-- BEGIN --
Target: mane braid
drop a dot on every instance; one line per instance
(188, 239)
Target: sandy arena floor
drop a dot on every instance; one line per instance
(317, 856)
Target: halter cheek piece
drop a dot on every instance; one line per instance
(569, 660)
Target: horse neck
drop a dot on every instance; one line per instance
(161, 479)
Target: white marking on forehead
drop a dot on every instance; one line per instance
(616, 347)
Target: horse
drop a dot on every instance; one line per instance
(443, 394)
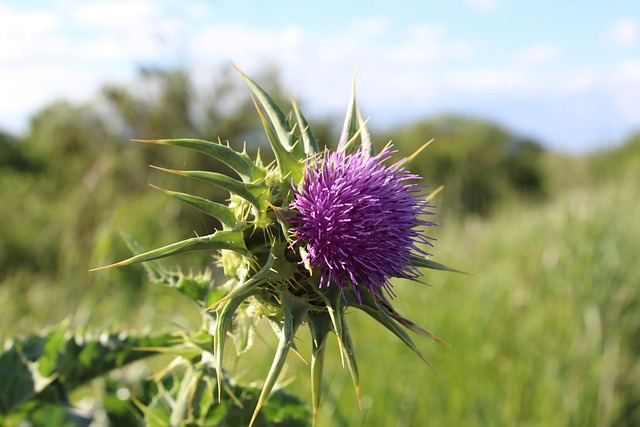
-- END --
## Exercise goal
Reproduce all the rows above with every "drop a dot" changed to "place a point" and nothing else altered. Omit the pictures.

## The output
Target: mane braid
place a point on every instance; one line per instance
(188, 239)
Target: sandy arena floor
place a point on every instance; one line per instance
(317, 856)
Target: halter cheek piece
place a point on every instance; one line per instance
(569, 660)
Target: horse neck
place a point on every instance; one line per instance
(161, 479)
Target: white marking on forehead
place a point on every instance; one line per instance
(616, 347)
Target: horse
place a point on every instance; one line per instance
(443, 394)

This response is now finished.